Passage provided —
^^^^^^^^

An individual **T** is deciding whether to take an action that
produces a gain *g* for him and a loss *l* for someone
else. **T** does not know the actual value of *l*. He draws a
value *l*' from a a distribution h(*l*'), and treats it as
if it were the actual value of *l*. If he knows that he will be
liable for a damage payment equal to the damage done, he will take
the action if *g*>*l*' but not if *g*<*l*'.

Polinsky writes:

"...it will be demonstrated that the optimal level of liability
generally is *not* equal to the victim's loss. Whether liability
should be above or below the loss depends on the *social
desirability* *of the activity*-that is, on whether the
average gain of injurers is less than or greater than the victim's
loss. To see why, consider the rule of strict liability and suppose
that the court makes the injurer liable exactly for the victim's
loss. ... If an injurer's estimate of the loss is less than the true
loss, that injurer might be underdeterred-that is, he might engage in
the activity even though his gain is less than the victim's loss. But
if an injurer's estimate of the loss is above the true loss, the
injurer might be overdeterred-he might not engage in the activity
even though his gain exceeds the victim's loss. Thus, using
compensatory damages leads to two possible errors.

Suppose instead that the court adjusts compensatory damages upward
by some amount. Assuming that injurers then raise their estimates of
their liability, this adjustment decreases the number of injurers who
will be underdeterred but increases the number who will be
overdeterred. If the gains of most injurers are below the victim's
loss-that is, if the activity is socially *un*desirable-then the
imposition of additional damages results in a net social benefit.
Conversely, if the activity is socially desirable, it is optimal to
impose less than compensatory damages on injurers since the benefit
from reducing overdeterrence is more important than the detriment
from increasing
underdeterrence."[4]

In other words, if whoever is setting up the legal system knows
that the action is "socially desirable" (the probability that
*g*>*l* is large) then he knows that most **T**'s
ought to take the action, so situations in which **T** should not
take the action but does (is underdeterred), due to his misestimate
of *l*, will be rare relative to situations in which he should
take the action but does not. So the first source of inefficiency is
likely to produce much larger costs than the second. So an
announcement that tortfeasors will be charged less than the damage
done (*d*<0) should produce a net
improvement.[5]

One can see the argument most clearly by considering a case where
*g*>*l* for all potential tortfeasors but some
overestimate loss by enough to make
*l*'>*g*.[6] There
is nobody we want to deter, so lowering the damage rule provides a
benefit (some tortfeasors are no longer deterred) but no cost.

^^^^^^^^

Entries shown —
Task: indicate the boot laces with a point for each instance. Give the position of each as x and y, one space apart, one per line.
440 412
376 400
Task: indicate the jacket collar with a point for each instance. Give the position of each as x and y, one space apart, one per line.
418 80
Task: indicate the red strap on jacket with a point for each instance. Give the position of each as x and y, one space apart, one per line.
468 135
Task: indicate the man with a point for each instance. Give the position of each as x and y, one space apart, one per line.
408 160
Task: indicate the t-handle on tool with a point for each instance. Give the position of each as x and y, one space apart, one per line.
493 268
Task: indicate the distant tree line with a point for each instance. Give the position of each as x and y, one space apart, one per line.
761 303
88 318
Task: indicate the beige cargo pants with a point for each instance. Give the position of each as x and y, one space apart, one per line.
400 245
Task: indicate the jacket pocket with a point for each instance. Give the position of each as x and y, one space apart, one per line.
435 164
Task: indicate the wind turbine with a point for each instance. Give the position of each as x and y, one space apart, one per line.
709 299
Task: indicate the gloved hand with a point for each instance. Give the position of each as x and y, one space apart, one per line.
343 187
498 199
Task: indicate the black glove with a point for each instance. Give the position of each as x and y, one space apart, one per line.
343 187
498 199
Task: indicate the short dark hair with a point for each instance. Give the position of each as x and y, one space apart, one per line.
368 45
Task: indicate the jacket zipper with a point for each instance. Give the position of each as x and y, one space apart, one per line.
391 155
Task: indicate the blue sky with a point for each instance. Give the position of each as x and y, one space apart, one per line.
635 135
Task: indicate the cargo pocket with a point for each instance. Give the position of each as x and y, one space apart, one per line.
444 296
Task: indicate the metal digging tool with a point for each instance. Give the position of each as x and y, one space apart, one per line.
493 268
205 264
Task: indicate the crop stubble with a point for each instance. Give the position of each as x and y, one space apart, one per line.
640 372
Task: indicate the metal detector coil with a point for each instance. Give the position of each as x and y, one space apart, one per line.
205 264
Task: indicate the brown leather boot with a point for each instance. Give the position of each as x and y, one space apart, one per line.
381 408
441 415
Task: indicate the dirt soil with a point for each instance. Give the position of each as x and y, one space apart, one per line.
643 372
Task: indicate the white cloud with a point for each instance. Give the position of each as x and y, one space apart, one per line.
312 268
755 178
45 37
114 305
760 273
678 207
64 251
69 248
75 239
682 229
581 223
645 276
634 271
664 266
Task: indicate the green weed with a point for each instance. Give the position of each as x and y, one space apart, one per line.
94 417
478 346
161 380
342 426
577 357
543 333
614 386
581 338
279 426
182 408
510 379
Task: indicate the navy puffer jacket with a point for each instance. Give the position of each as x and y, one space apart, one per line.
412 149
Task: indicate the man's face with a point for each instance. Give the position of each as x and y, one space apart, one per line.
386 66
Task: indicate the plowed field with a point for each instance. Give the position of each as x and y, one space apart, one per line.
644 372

^^^^^^^^

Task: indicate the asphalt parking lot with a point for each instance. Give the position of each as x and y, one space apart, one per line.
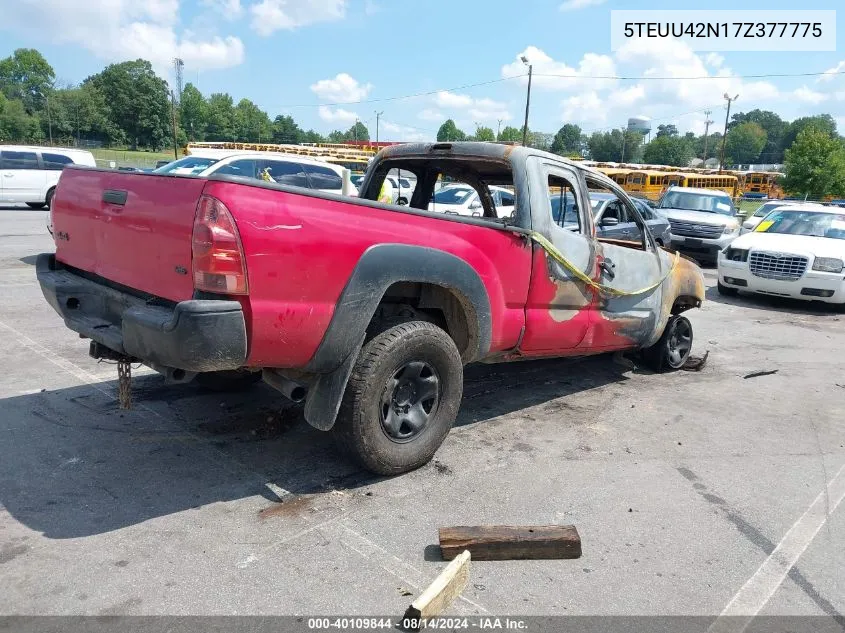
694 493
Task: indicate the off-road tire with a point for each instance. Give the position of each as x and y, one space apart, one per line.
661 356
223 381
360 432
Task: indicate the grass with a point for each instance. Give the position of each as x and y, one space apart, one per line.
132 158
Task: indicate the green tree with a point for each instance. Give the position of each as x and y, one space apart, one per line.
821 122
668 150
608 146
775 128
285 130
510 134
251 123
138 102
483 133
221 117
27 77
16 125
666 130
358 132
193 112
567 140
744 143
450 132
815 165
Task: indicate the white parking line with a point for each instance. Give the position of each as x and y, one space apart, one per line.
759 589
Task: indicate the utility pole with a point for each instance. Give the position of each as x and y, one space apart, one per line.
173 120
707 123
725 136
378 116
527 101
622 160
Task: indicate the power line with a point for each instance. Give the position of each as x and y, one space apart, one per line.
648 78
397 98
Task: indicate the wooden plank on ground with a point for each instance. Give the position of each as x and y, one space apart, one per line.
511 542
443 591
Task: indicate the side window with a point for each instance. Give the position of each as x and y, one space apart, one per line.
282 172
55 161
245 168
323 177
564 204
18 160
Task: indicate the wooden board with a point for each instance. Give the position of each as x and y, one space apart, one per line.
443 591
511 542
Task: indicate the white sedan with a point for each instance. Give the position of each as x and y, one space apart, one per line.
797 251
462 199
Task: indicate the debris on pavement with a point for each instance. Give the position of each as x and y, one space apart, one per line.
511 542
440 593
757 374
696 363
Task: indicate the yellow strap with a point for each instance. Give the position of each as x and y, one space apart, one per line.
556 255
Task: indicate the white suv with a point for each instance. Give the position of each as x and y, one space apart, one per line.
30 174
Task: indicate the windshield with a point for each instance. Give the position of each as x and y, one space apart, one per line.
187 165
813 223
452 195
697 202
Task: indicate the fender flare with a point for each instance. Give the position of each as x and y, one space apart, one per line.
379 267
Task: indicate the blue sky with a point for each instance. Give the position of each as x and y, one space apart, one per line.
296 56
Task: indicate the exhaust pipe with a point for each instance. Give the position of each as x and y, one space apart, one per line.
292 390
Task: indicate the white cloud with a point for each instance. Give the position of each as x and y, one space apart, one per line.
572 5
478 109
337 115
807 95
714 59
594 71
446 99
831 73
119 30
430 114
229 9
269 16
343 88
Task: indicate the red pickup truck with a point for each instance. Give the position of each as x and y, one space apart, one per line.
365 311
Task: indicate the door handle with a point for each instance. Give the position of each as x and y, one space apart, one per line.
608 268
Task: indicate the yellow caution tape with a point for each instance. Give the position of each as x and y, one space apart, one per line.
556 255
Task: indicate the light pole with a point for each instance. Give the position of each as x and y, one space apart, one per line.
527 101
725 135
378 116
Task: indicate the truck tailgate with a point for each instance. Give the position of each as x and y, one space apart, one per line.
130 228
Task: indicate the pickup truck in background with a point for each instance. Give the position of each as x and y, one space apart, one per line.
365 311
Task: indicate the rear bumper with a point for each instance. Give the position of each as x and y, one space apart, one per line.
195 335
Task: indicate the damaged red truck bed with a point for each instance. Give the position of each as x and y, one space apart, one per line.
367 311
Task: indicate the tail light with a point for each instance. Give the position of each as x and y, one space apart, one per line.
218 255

^^^^^^^^

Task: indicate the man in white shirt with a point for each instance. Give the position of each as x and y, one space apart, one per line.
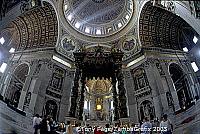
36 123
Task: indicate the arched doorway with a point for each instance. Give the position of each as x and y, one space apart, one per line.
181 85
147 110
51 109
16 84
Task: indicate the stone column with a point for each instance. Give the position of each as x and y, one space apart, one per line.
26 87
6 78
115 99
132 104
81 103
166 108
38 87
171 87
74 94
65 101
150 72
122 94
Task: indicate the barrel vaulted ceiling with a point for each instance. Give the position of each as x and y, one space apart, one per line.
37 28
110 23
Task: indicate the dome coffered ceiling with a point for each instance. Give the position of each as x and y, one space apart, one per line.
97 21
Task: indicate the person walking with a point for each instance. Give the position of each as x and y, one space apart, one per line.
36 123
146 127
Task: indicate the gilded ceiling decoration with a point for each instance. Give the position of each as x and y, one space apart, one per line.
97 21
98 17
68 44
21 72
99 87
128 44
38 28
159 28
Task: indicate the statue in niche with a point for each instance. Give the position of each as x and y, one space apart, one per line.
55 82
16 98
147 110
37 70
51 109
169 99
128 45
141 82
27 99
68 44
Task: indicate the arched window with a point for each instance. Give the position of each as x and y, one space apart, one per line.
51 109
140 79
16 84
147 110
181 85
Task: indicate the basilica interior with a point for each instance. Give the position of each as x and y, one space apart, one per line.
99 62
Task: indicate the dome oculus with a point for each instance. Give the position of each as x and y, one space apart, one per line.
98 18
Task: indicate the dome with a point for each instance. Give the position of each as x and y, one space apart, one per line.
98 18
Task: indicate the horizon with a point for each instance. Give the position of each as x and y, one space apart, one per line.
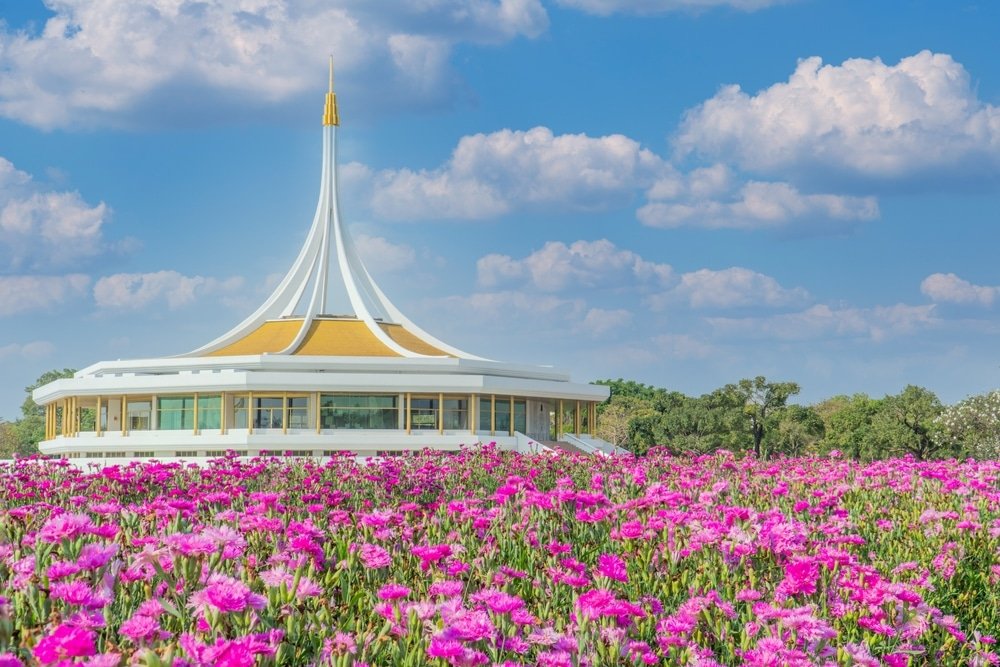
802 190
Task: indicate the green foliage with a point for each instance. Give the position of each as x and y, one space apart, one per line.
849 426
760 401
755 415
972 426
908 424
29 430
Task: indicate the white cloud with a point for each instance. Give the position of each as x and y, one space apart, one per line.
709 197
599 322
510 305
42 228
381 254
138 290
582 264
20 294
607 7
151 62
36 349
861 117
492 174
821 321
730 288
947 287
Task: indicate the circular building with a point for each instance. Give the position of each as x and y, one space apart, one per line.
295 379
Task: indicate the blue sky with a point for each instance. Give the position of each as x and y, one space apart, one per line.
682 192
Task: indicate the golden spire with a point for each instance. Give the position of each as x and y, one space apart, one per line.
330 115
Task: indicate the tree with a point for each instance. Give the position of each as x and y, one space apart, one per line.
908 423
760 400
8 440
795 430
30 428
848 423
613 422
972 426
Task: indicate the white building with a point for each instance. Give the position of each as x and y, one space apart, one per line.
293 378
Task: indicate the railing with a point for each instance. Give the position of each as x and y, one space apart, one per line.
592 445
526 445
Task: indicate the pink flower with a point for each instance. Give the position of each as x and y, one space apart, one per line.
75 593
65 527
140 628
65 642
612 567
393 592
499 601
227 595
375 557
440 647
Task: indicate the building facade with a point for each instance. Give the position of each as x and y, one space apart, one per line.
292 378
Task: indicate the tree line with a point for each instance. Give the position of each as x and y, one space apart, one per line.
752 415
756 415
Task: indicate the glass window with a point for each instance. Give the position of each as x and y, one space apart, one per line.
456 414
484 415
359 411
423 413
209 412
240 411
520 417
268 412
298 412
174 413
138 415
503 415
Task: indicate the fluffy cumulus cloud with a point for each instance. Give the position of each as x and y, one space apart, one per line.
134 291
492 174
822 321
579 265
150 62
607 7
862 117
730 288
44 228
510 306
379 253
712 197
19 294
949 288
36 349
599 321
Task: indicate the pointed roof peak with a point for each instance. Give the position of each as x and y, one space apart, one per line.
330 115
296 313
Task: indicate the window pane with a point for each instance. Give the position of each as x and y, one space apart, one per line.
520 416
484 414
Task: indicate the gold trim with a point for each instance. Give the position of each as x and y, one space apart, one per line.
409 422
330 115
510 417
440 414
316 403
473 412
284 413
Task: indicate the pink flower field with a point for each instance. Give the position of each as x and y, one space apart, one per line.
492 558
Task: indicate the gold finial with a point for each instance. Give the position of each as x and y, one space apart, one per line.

^^^^^^^^

Exercises —
- A) For each statement, say whether it agrees with the passage on liability. Answer yes or no and quote the words from the passage that settle it: (i) T knows the actual value of the loss. (ii) Raising compensatory damages decreases the number of injurers who will be underdeterred. (iii) When the activity is socially desirable, it is optimal to impose more than compensatory damages.
- B) Retype the part of the passage on liability that opens with the words containing "One can see" and closes with "but no cost.".
- C) Carry the passage on liability on past its last sentence.
The data have nothing to do with the passage on liability.

Written responses —
- A)
(i) No: "does not know the actual value of"
(ii) Yes: "this adjustment decreases the number of injurers who will be underdeterred"
(iii) No: "it is optimal to impose less than compensatory damages on injurers"

- B)
One can see the argument most clearly by considering a case where
*g*>*l* for all potential tortfeasors but some
overestimate loss by enough to make
*l*'>*g*.[6] There
is nobody we want to deter, so lowering the damage rule provides a
benefit (some tortfeasors are no longer deterred) but no cost.

- C)
This example suggests one problem with the argument. I have
assumed, following Polinsky, that **T** believes that *l*' is
the damage he will inflict if he takes the action. But if everyone
knows that the particular action is always efficient-that
*g*>*l* for all **T**-then a particular **T** who
gets a value of *l*'>*g* will know it is wrong and
ignore it. He cannot be someone for whom the action is inefficient,
because there are no such people.

More generally, if the individual actors have access to the same
information as whoever is setting up the legal system, they ought to
use that information in making their decision. Yet Polinsky assumes
that individuals accept their estimate *l*' as the true value of
*l*, whatever the actual distribution of gains and losses. In
the limiting case where the act is always efficient, his assumptions
amount to assuming that the tortfeasor will believe his *l*'
even though it is impossible.[7]

Polinsky deals with this problem by assuming that "the court has better information about the loss than the injurer." One objection to that assumption is that it can be used to produce very nearly any result one wants. We could, for example, assume that the court system knows that actors, on average, overestimate (or underestimate) the damage they will do, and that the damage rule should be adjusted accordingly.[8] A second objection is that such an assumption leaves us wondering why, if the information can be used to produce better choices by the actors, the court system does not simply publish it.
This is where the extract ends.